Figure 2. La réduction du risque de maladies cardiovasculaires associé à un apport plus élevé en protéines végétales est influencée par la quantité totale de protéines consommées. Le risque de maladies cardiovasculaires observé pour chaque ratio de protéines végétales/protéines animales (faible, intermédiaire et élevé) est plus faible chez les participants dont l’alimentation contenait une plus forte densité protéique, c’est-à-dire une plus forte proportion des calories totales provenant des protéines.  Notez que le plus faible risque est observé pour un ratio végétal/animal > 0,5 combiné à un apport protéique correspondant à 20 % des calories totales. Adapté de Glenn et coll. (2024).

Remplacer les viandes rouges 

Une analyse plus approfondie a révélé que c’est le remplacement des viandes rouges par des aliments d’origine végétale qui procure les plus grands bénéfices en termes de prévention des maladies cardiovasculaires, en particulier la maladie coronarienne (Figure 3). Dans ce dernier cas, on a observé que le remplacement de seulement 1 portion quotidienne de viande rouge et/ou de charcuterie par 4 sources de protéines végétales (farines raffinées, grains entiers, noix et légumineuses) était associé à un risque plus faible. Le remplacement de la volaille par des grains entiers et les noix, de même que le remplacement des produits laitiers par des noix sont également associés à une diminution du risque.

(Descriptions libres d'objets)
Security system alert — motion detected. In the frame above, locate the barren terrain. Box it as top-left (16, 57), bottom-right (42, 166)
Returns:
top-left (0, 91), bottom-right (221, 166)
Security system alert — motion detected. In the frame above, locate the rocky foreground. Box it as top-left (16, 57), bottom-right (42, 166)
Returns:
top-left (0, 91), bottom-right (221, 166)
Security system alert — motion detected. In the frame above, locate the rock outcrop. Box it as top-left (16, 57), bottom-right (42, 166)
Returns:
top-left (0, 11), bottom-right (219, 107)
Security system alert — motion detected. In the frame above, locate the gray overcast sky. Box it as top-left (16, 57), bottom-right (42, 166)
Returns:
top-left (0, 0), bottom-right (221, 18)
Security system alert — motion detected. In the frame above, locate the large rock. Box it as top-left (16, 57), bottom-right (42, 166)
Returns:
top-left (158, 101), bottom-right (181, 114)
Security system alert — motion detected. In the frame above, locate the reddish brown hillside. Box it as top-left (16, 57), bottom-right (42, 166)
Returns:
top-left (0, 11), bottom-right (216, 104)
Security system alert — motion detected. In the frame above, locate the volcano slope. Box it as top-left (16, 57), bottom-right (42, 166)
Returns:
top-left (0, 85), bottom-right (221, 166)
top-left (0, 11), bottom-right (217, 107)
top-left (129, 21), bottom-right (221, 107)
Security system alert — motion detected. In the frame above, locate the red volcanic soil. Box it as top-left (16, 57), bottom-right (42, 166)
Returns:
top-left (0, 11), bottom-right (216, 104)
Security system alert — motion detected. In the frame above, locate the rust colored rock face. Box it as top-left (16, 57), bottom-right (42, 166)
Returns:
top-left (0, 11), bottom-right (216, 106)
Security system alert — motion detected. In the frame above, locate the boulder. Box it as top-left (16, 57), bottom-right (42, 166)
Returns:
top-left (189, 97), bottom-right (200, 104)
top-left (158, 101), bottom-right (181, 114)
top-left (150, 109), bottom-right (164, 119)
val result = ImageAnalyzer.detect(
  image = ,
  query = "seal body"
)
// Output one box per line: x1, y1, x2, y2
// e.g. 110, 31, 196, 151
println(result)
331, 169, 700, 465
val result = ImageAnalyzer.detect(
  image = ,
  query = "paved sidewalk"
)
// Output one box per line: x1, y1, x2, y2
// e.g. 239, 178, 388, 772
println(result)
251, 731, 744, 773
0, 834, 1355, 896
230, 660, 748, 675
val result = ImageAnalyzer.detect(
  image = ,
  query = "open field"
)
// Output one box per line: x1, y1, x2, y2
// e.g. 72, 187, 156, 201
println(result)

(Exercices)
a: Répondez brièvement aux questions suivantes à propos du texte sur les protéines végétales.
(i) Quelle combinaison est associée au plus faible risque de maladies cardiovasculaires ?
(ii) Quelles quatre sources de protéines végétales ont remplacé une portion quotidienne de viande rouge et/ou de charcuterie ?
(iii) Par quel aliment le remplacement des produits laitiers est-il associé à une diminution du risque ?
b: Poursuivez le texte sur les protéines végétales après sa dernière phrase.

(Corrigé des exercices)
a:
(i) Un ratio végétal/animal > 0,5 combiné à un apport protéique correspondant à 20 % des calories totales.
(ii) Les farines raffinées, les grains entiers, les noix et les légumineuses.
(iii) Par les noix.

b:
Figure 3. Effet d’une substitution des protéines animales par des protéines de source végétale sur le risque de maladies cardiovasculaires. Les rapports de risque indiqués par des cercles verts correspondent à une substitution de 3 % de l’apport en énergie provenant des protéines animales par l’équivalent en protéines végétales.  L’effet d’une substitution d’une portion quotidienne des principales sources de protéines animales (viandes rouges, volailles et produits laitiers) par l’équivalent de différents types d’aliments d’origine végétale (farines raffinées, grains entiers, noix et légumineuses) est illustré par les cercles de couleurs.  Notez la plus forte diminution du risque de maladies cardiovasculaires et de la maladie coronarienne par le remplacement des viandes rouges par les différents végétaux. Adapté de Glenn et coll. (2024).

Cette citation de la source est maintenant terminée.